▸ **DATA**:

--*--

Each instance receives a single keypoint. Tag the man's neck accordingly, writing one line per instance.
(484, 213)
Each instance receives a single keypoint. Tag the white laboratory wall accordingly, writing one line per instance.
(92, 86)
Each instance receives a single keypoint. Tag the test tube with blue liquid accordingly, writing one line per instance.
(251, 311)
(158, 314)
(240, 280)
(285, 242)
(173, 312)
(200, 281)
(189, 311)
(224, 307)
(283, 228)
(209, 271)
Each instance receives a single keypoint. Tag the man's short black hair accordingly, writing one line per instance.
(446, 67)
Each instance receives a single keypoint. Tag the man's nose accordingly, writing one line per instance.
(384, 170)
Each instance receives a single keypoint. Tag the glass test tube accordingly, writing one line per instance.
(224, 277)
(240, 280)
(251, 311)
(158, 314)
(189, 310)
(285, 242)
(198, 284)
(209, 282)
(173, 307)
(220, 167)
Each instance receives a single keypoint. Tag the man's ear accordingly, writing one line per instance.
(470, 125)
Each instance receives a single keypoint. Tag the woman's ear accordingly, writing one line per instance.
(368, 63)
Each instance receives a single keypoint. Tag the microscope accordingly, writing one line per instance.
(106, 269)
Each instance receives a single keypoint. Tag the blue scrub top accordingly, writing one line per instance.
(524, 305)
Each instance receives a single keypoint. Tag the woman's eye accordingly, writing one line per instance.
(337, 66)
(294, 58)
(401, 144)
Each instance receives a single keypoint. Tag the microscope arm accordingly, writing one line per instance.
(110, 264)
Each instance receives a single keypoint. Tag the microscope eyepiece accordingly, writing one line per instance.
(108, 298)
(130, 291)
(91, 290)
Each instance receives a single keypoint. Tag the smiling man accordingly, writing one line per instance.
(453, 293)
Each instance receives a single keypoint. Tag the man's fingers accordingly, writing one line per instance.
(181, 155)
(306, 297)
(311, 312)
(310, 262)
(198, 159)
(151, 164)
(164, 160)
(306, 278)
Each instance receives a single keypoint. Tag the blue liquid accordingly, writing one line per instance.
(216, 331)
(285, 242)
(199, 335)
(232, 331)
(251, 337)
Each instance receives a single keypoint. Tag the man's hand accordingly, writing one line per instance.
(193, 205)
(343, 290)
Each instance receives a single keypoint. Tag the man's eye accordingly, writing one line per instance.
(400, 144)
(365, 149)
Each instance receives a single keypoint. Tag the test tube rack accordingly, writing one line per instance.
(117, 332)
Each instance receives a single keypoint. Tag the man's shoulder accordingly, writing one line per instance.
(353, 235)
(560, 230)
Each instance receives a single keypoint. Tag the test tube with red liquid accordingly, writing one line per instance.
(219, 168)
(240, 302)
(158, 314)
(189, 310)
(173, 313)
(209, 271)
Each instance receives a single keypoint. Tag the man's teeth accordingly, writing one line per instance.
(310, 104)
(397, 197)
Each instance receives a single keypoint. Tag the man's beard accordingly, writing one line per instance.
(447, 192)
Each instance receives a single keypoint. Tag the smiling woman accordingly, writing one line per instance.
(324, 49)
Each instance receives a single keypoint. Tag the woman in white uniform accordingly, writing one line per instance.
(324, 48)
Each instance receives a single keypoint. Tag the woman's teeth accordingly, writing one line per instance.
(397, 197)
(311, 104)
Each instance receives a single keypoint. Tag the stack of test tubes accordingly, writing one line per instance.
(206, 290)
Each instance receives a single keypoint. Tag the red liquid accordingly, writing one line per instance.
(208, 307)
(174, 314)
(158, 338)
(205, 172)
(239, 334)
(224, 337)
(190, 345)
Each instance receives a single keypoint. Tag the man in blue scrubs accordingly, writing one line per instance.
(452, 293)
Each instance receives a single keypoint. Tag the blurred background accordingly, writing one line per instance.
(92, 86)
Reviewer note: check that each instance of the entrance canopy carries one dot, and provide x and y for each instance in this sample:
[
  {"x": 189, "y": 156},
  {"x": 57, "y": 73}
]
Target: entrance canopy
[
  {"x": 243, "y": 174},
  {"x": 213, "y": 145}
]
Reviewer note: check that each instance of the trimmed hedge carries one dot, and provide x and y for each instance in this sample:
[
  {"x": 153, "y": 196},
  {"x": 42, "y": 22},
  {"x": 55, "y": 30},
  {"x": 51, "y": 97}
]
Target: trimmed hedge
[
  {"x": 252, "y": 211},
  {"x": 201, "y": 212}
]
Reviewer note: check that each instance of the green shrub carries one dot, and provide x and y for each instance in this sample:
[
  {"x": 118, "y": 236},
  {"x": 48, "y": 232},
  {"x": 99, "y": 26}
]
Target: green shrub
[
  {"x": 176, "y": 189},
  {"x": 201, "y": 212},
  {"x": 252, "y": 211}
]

--*--

▸ **TASK GOAL**: Copy the lines of the entries above that mention "check".

▸ **RESULT OF THIS TASK**:
Reviewer note: check that each instance of the entrance canopy carries one dot, and provide x and y for each instance in this sample:
Reviewer note: check that each instance of the trimmed hedge carries one dot, and provide x and y for each instance in this sample:
Reviewer note: check that each instance of the green shrub carries one dot, and provide x and y for each instance in this sample:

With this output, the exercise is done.